Stored items from a collection:
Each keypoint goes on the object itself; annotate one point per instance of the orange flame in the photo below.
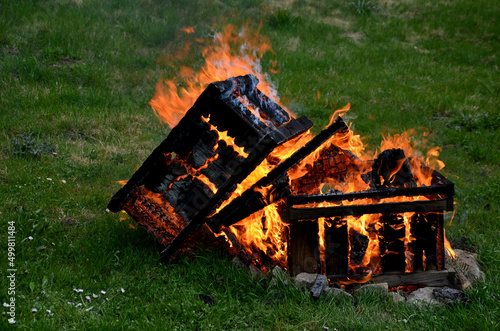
(232, 53)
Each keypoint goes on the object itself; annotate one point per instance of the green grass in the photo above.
(76, 78)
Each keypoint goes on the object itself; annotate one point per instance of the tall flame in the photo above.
(231, 53)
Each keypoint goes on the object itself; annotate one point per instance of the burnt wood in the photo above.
(443, 187)
(193, 170)
(252, 199)
(295, 213)
(445, 277)
(336, 247)
(392, 247)
(303, 248)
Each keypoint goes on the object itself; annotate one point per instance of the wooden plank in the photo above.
(295, 213)
(304, 248)
(423, 229)
(392, 247)
(427, 278)
(380, 193)
(445, 277)
(336, 248)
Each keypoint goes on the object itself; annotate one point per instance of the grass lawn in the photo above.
(76, 77)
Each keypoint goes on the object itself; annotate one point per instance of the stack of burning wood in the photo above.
(194, 178)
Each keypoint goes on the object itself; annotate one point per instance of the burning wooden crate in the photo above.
(389, 230)
(230, 129)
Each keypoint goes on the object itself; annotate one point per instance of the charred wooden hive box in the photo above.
(408, 226)
(229, 130)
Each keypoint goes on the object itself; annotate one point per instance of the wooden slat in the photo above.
(295, 213)
(446, 190)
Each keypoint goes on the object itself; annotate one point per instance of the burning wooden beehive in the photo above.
(230, 129)
(329, 211)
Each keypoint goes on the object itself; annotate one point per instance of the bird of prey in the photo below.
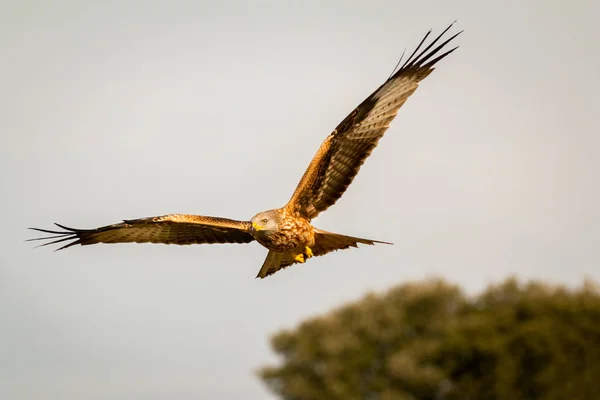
(287, 231)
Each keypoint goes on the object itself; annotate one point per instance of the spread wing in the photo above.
(168, 229)
(344, 151)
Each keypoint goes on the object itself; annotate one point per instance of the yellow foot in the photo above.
(308, 252)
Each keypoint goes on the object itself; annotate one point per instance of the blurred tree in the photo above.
(429, 341)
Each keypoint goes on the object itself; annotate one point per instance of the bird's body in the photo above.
(287, 232)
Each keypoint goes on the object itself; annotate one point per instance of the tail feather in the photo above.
(325, 242)
(271, 265)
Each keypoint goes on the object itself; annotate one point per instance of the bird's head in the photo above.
(265, 222)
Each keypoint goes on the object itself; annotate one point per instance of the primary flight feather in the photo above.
(287, 232)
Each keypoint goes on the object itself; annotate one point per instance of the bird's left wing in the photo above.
(168, 229)
(344, 151)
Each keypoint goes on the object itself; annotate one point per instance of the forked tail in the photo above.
(325, 242)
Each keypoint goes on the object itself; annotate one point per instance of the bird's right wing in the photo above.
(168, 229)
(343, 152)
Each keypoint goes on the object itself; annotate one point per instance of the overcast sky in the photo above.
(131, 109)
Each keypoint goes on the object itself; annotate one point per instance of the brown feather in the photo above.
(325, 242)
(180, 229)
(341, 155)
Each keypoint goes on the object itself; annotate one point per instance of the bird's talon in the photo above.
(308, 252)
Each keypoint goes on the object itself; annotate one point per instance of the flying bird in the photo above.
(287, 232)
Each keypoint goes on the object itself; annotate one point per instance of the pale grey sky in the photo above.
(123, 109)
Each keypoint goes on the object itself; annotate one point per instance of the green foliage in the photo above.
(428, 341)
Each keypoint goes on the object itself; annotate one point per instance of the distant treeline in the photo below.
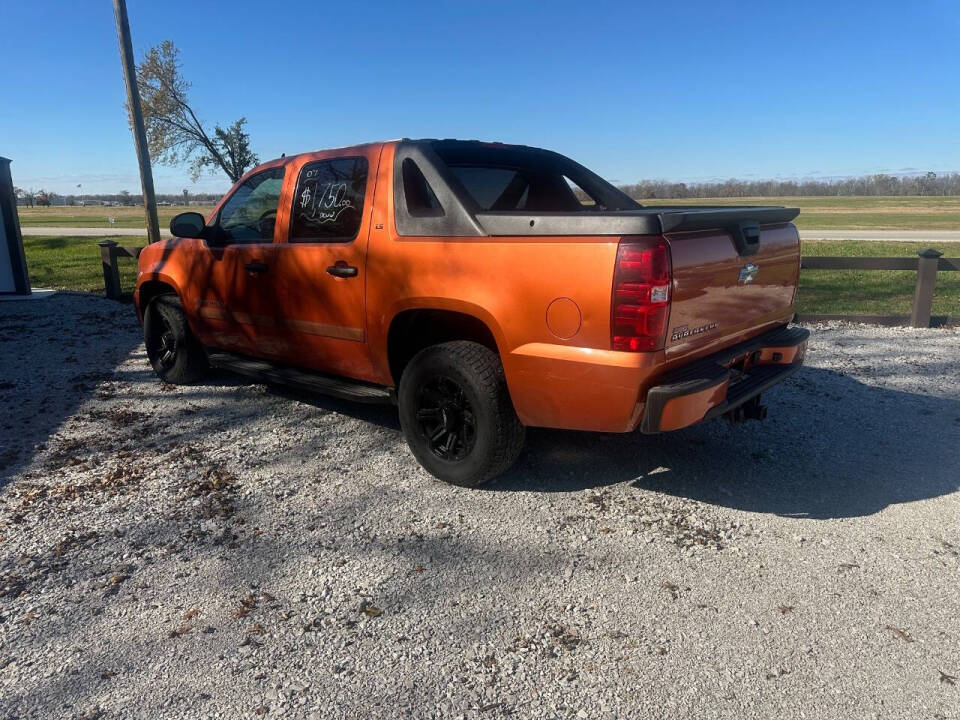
(927, 184)
(42, 197)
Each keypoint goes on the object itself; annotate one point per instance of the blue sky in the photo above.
(681, 91)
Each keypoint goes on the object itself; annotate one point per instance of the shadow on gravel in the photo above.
(831, 447)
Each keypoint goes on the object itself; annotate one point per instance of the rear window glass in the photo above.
(328, 201)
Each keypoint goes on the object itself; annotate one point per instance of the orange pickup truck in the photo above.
(482, 288)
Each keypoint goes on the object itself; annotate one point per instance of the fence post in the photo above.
(111, 273)
(926, 282)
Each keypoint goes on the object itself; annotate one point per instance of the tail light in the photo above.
(641, 295)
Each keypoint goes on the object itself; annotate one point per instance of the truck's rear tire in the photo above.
(174, 352)
(456, 413)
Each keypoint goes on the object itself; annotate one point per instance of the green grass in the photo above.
(853, 213)
(99, 216)
(872, 292)
(73, 263)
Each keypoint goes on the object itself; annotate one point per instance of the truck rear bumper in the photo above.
(576, 388)
(722, 382)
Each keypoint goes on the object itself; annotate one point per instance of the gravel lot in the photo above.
(229, 550)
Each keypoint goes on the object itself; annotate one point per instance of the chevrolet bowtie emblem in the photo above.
(747, 274)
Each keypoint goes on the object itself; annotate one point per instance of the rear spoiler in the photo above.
(649, 220)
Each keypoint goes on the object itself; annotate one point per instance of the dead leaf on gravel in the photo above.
(903, 635)
(370, 610)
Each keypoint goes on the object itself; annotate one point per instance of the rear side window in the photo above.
(328, 201)
(512, 189)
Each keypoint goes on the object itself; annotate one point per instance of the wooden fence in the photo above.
(926, 265)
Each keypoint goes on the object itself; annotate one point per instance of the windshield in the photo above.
(512, 178)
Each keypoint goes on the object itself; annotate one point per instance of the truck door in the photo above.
(237, 305)
(322, 264)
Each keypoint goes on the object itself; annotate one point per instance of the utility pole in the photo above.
(136, 116)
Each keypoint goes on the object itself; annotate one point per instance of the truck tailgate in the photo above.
(720, 296)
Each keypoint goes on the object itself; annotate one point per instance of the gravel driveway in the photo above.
(229, 550)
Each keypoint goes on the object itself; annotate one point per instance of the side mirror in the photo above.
(190, 225)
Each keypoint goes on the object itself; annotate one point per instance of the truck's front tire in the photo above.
(456, 413)
(174, 352)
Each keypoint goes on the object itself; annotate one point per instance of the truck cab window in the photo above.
(250, 214)
(328, 201)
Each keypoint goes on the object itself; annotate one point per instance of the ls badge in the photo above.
(747, 274)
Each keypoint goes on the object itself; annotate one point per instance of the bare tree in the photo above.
(174, 132)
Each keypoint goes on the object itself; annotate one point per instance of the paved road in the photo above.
(919, 236)
(87, 231)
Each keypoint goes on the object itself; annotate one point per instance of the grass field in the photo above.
(99, 216)
(853, 213)
(817, 213)
(73, 263)
(873, 292)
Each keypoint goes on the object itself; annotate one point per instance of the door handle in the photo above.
(341, 269)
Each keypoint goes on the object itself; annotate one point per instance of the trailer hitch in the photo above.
(750, 410)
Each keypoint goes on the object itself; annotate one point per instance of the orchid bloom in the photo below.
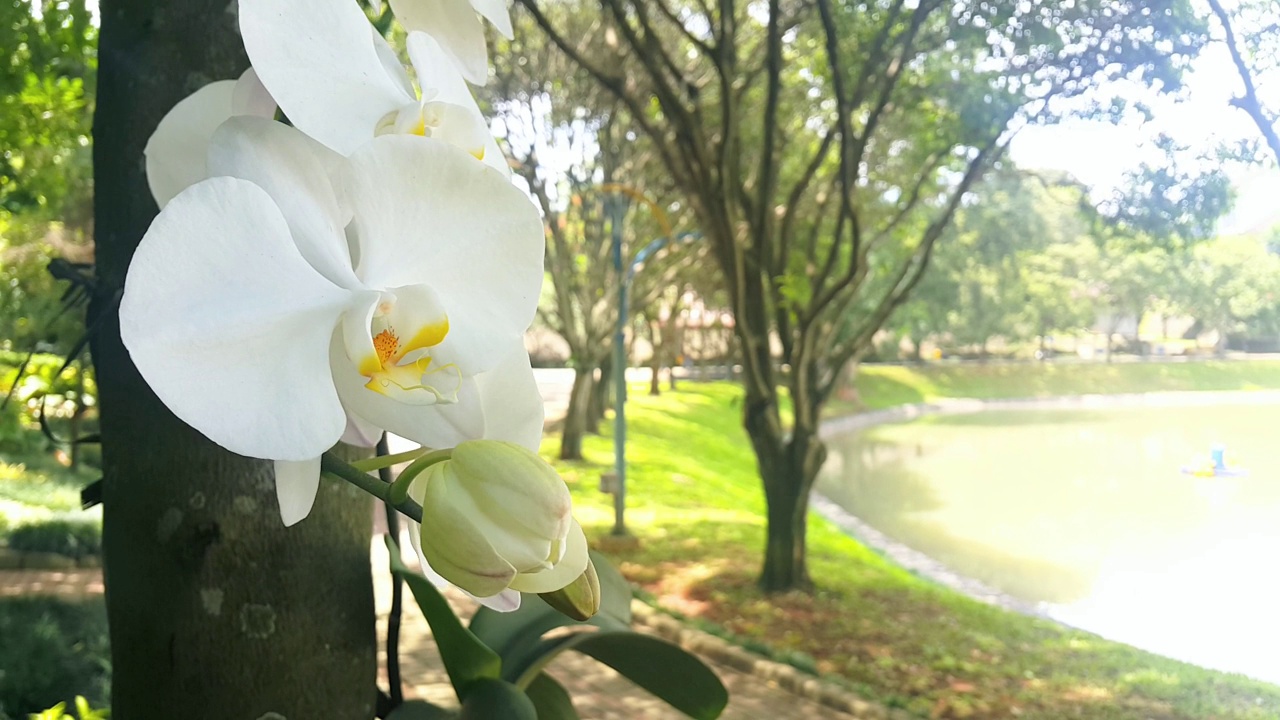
(498, 522)
(457, 28)
(297, 297)
(337, 80)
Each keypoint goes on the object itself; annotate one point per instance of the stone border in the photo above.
(778, 674)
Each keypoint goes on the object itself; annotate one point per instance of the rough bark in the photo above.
(789, 472)
(215, 609)
(575, 418)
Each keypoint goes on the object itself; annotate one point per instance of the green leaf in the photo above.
(419, 710)
(493, 700)
(663, 669)
(551, 700)
(466, 657)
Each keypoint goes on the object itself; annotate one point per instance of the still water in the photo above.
(1088, 514)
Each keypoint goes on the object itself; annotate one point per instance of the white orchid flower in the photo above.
(275, 311)
(178, 149)
(497, 520)
(338, 81)
(457, 28)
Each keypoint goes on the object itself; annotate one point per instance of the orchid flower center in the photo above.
(397, 347)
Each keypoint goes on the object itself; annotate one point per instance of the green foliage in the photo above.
(466, 659)
(72, 536)
(53, 651)
(42, 388)
(666, 670)
(1232, 285)
(46, 109)
(496, 698)
(695, 504)
(83, 711)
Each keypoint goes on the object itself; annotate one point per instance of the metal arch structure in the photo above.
(616, 209)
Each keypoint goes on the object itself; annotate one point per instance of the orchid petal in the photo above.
(513, 408)
(177, 150)
(293, 169)
(442, 83)
(361, 432)
(570, 566)
(506, 601)
(250, 96)
(455, 24)
(321, 63)
(231, 326)
(296, 486)
(426, 210)
(461, 128)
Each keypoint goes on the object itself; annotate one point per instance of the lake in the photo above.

### WHAT YOU NEED TO DO
Restate the listing above word for word, and skip the pictures.

### EXERCISE OUTPUT
Each keypoint goes on the object itself; annotate one point per instance of the orange flame in the photo below.
(232, 53)
Each keypoint goes on the object itself; annotate one point per instance of the green grass in the photo above.
(76, 78)
Each keypoint goes on the object itself; annotate one point per instance of the tall flame in the photo above.
(231, 53)
Each keypoint goes on the object itself; annotate one point per instance of the burnt wood in the photo above.
(443, 187)
(193, 170)
(252, 199)
(295, 213)
(445, 277)
(336, 247)
(392, 247)
(303, 248)
Each keypoint goes on the object itself; annotate one point per instance of the wooden plank in the photo above.
(295, 213)
(304, 248)
(423, 229)
(392, 247)
(427, 278)
(380, 193)
(445, 277)
(336, 248)
Each keypoint goes on the object itself; annotate one point per instance of the grass lawn in the photo above.
(76, 77)
Each keypoint goes on the object itself; annotate one point per instance of the stack of burning wood in the photo above.
(194, 178)
Each keypoint goes on the object itself; annotate one point per instance of the burning wooden crate in the photo above.
(389, 230)
(230, 129)
Each keypoint goes on the object itself; annotate one point per instance of the charred wooden hive box in the photo above.
(408, 226)
(229, 130)
Each keypoint goes on the object itself; annotate one point per instance of the wooden slat in the photo above.
(295, 213)
(446, 190)
Each keypoint goes on the object itself; annotate one point per instance of the burning wooden beehive in the photo above.
(230, 129)
(329, 211)
Each keypoint goes on the object itself; annotate one point per instance of the bird of prey in the photo below.
(287, 231)
Each keypoint goes on the object itself; annotate one point per instance of the spread wing in the photo above.
(168, 229)
(344, 151)
Each keypoint goes on the object itself; annotate one point per instance of the yellow foot in the photo above.
(308, 252)
Each keypoint goes on the object itself; annotate one point per instance of the blurred tree in the photo above.
(429, 341)
Each keypoint goes on the object itself; annotate one point per instance of the bird's body in the photo above.
(287, 232)
Each keypoint goes on the object itself; annotate one point per instance of the tail feather in the photo above.
(325, 242)
(271, 265)
Each keypoint goes on the object itself; annotate one point per instance of the bird's head in the photo above.
(265, 222)
Each keypoint goes on the object itself; annotate one point per instance of the primary flight feather in the photo above.
(287, 232)
Each keypoint goes on the object itself; annotate one point per instance of the bird's left wing in the photo above.
(168, 229)
(344, 151)
Each keypoint goes on the object itself; annotate one point per instance of the forked tail in the photo above.
(325, 242)
Each keypoint goes on the object itself; annotate one point per instance of the bird's right wing in the photo above.
(168, 229)
(343, 152)
Each keypoint goes on the object itself; annotate one point per instance of the overcast sky in the photo above.
(131, 109)
Each keypoint goes on the object itself; annotate one point per instance of the brown feather in the photo above.
(325, 242)
(180, 229)
(341, 155)
Each keypoint goes on the object itself; annotate one point per instance of the bird's talon in the photo above.
(308, 252)
Each keypoint goes on the object itself; annotate one point per instance of the flying bird in the photo above.
(287, 232)
Each keypoint goes on the object itself; annotate one point per instance of the pale grey sky in the photo above.
(123, 109)
Each keypoint goes on the object itself; annotate one point per instance of the green foliage in the photo above.
(428, 341)
Each keypoint goes on the object itself; annotate one point per instance of the distant treeline in the photo below.
(927, 184)
(42, 197)
Each keypoint goes on the object itself; annotate one point per instance of the blue sky in the photo above.
(681, 91)
Each keypoint goes on the object itself; annotate one point per instance of the shadow on gravel in the photo above.
(831, 447)
Each keypoint goes on the object itself; annotate one point per instance of the rear window glass in the photo above.
(328, 201)
Each keypoint goes on the object itself; annotate one point per instance of the orange pickup truck in the photo above.
(482, 288)
Each keypoint goes on the object itself; annotate one point per instance of the fence post in the photo above.
(111, 273)
(926, 282)
Each keypoint goes on the object itself; annotate one point per instance of the tail light in the photo above.
(641, 295)
Each keypoint goes on the object itself; annotate one point per instance of the truck's rear tire in the photo above.
(174, 352)
(456, 413)
Each keypoint goes on the object itself; annotate one point per instance of the green grass in the photo above.
(853, 213)
(99, 216)
(872, 292)
(73, 263)
Each keypoint goes on the object itself; annotate one point per instance of the truck rear bumper in the photo above.
(576, 388)
(722, 382)
Each keypoint goes on the object itself; annotate one point per instance of the gravel lot in the photo above.
(229, 550)
Each keypoint goes on the object itself; annotate one point per instance of the chevrolet bowtie emblem in the photo above.
(747, 274)
Each keypoint goes on the object itself; annotate one point per instance of the rear spoiler in the photo above.
(649, 220)
Each keypoint goes on the object itself; annotate one point per instance of the dead leaf on gravel in the photo above.
(903, 635)
(370, 610)
Each keypoint goes on the object itself; annotate one point per instance of the rear side window in the photo above.
(328, 201)
(512, 189)
Each keypoint goes on the object itself; annotate one point per instance of the wooden fence in the photo above.
(926, 265)
Each keypoint goes on the object itself; annotate one point per instance of the windshield in the photo above.
(512, 178)
Each keypoint goes on the object itself; annotate one point per instance of the truck door in the photo above.
(237, 305)
(322, 264)
Each keypoint goes on the object itself; annotate one point per instance of the utility pole in the photo above.
(136, 116)
Each keypoint goes on the object itself; annotate one point per instance of the truck tailgate in the photo above.
(720, 296)
Each keypoint goes on the object itself; annotate one point per instance of the gravel driveway in the photo above.
(229, 550)
Each keypoint goes on the object itself; annotate one point per instance of the side mirror in the photo above.
(190, 225)
Each keypoint goes on the object itself; annotate one point per instance of the truck's front tire in the photo above.
(456, 413)
(174, 352)
Each keypoint goes on the object itself; annotate one point per instance of the truck cab window in the photo above.
(250, 214)
(328, 201)
Each keypoint goes on the object itself; annotate one point per instance of the ls badge in the photo above.
(747, 274)
Each keypoint goes on the object itself; annotate one point per instance of the bare tree in the photo above.
(174, 132)
Each keypoint goes on the object itself; annotate one point per instance of the paved road in the photo above.
(919, 236)
(87, 231)
Each keypoint goes on the object itself; annotate one point per instance of the grass field in the photo above.
(99, 216)
(853, 213)
(817, 213)
(73, 263)
(873, 292)
Each keypoint goes on the object itself; annotate one point per instance of the door handle in the photo above.
(341, 269)
Each keypoint goes on the object itself; annotate one point per instance of the trailer hitch in the photo above.
(750, 410)
Each keypoint goes on the object itself; annotate one point per instance of the orchid bloom in the photo below.
(498, 522)
(457, 28)
(297, 297)
(337, 80)
Each keypoint goes on the object itself; annotate one point per instance of the stone border in the photo above.
(778, 674)
Each keypoint goes on the object itself; annotate one point per instance of the rough bark in the photo above.
(789, 472)
(215, 609)
(575, 418)
Each keypoint goes on the object itself; annotate one point per instance of the green leaf in the photo above.
(419, 710)
(493, 700)
(663, 669)
(551, 700)
(466, 657)
Each keypoint goes on the object itself; annotate one point per instance of the still water in the photo above.
(1088, 514)
Each keypoint goes on the object itself; annotate one point per instance of the white orchid flower in the photo above.
(275, 311)
(178, 149)
(497, 520)
(338, 81)
(457, 28)
Each keypoint goes on the object itself; annotate one point per instance of the orchid flower center in the photo above.
(397, 347)
Each keypoint goes on the object itself; annotate one point per instance of the green foliage in the photo above.
(466, 659)
(72, 536)
(53, 651)
(42, 388)
(666, 670)
(1232, 285)
(46, 109)
(496, 698)
(695, 504)
(83, 711)
Each keypoint goes on the object itself; annotate one point per instance of the metal arch structure in the photo above.
(616, 209)
Each keypoint goes on the object itself; annotate one point per instance of the orchid petal in the photo above.
(513, 408)
(177, 150)
(293, 169)
(442, 83)
(361, 432)
(570, 566)
(506, 601)
(250, 96)
(455, 24)
(321, 63)
(231, 326)
(296, 486)
(426, 210)
(461, 128)
Each keypoint goes on the object itself; annotate one point per instance of the lake in the photo above.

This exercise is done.